Source:
• • • •

NL Quote of the Night:

"I did what I had to do to save the bullpen. I'm used to throwing a lot."

-- New Pittsburgh reliever Jeff Karstens on his game-winning performance in a win he was scheduled to start in, before he was displaced by Wednesday's starter, who arrived in a trade last week.

Reds 4, Nationals 2
What's worse as a fan: Losing in the 12th inning after a spirited rally in the bottom of the ninth inning, or leaving before the bottom of the ninth rally because of an extended rain delay. Guess what? Now Nats fans get to choose! Or at least the 100 fans who stuck out the rain delay in the stands do. Consider it an homage to the team's final days in Montreal, when attendances were routinely in the hundreds, not thousands. If only the loss hadn't obscured another impressive start for Shairon Martis, it might be more comical and less painful.

Pirates 3, Braves 2
Finally, Pittsburgh won a tight game, and they did it behind a deposed starter, who bailed out the man who has been pegged to replace him. Jeff Karstens came on in relief of Charlie Morton -- picked up in the Nate McLouth trade -- and allowed only a single run to lift Pittsburgh to a win after a series of dishearteningly close losses. As for McLouth, he had a 1 for 4 night against his former team, not groundbreaking, but a sign that his transition into Atlanta's leadoff spot is still moving along.

Phillies 5, Mets 4
Just when the Mets had a chance to enter tomorrow within a game of the NL East lead, they drop a game in extra innings that is almost sure to push Philadelphia along and re-build confidence. Chase Utley hit the homer that lifted the Phillies to a win in the 12th inning, highlighting the importance of an incredible outfield save by Jayson Werth in the bottom of the 11th. That puts a lot more pressure on John Maine tomorrow, with the Phillies in line to take a four-game lead in the division if they win.

Cardinals 13, Marlins 4
So much for that St. Louis slump, huh? The Cardinals broke out of their Colorado-induced slumped with a bang, racking up 13 runs on 18 hits off Chris Volstad and the three relievers who followed him. St. Louis scored three in the first and never looked back, showing signs of the team that appeared to be a surprising contender through the first third of the season. Will they keep it up? Who knows. But they have to be happy that the Rockies are gone, don't they?

Rockies 4, Brewers 2
Maybe it was the lack of Troy Tulowitzki? Or Jim Tracy? Ok, a simple managerial change seems a bit far fetched for a justification of such a dramatic Colorado turnaround, but whatever it is, Colorado is winning, and they're doing so impressively. On Wednesday they did it with Tulowitzki and Brad Hawpe, both of whom connected for homers off Dave Bush, leaving Milwaukee -- and the rest of us -- wondering exactly what's gotten into the Rockies.

• • • •

Dataset excerpt:

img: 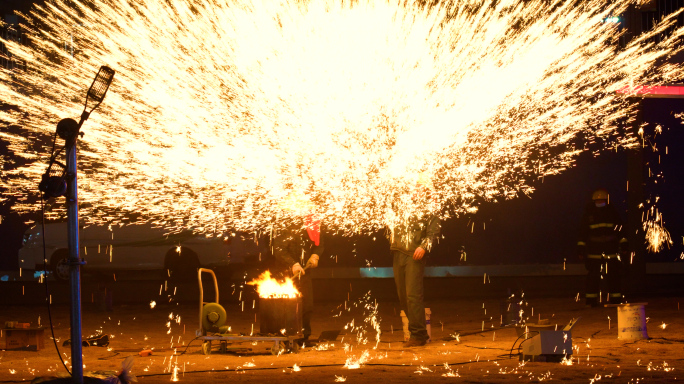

• • • •

Exercise tasks:
1 > What are the final scores of all the games covered in the baseball recap?
2 > Can you extend the baseball recap past its final sentence?
None of the data has any bearing on this work.

The results:
1 >
- Reds 4, Nationals 2
- Pirates 3, Braves 2
- Phillies 5, Mets 4
- Cardinals 13, Marlins 4
- Rockies 4, Brewers 2

2 >
Astros 2, Cubs 1

Maybe the Astros just like being dramatic. Whatever their motivation, Houston waited until the bottom of the ninth to rumble past Chicago, using a Geoff Blum hit off Angel Guzman to notch an Astros win. The fact that the hit came off Guzman is significant because his name isn't Carlos Zambrano. That, in turn, is important because Big Z was positively astounding, giving up only three hits across eight innings, all for naught because he was matched by emerging Houston starter Wandy Rodriguez and Chris Sampson, who earned the win with two innings of scoreless relief.

Giants 6, Diamondbacks 4
Even when he wins these days, Barry Zito walks an incredible tightrope. The lefty curveballer gave up four runs when handed a 5-0 lead, then tap danced around multiple Arizona base runners multiple times in the middle innings of San Francisco's win on Wednesday night. Those escapes, combined with a three-run shot from catcher Bengie Molina, was enough to get the surprising Giants another win on the road. The setback sent Arizona pitcher Doug Davis's record hurtling down to 3-7, a bit deceptive for his perfectly respectable (if not strong) 3.42 ERA. Sheesh, between he and Haren, how much internal damage has Arizona's lack of hitting been doing, huh?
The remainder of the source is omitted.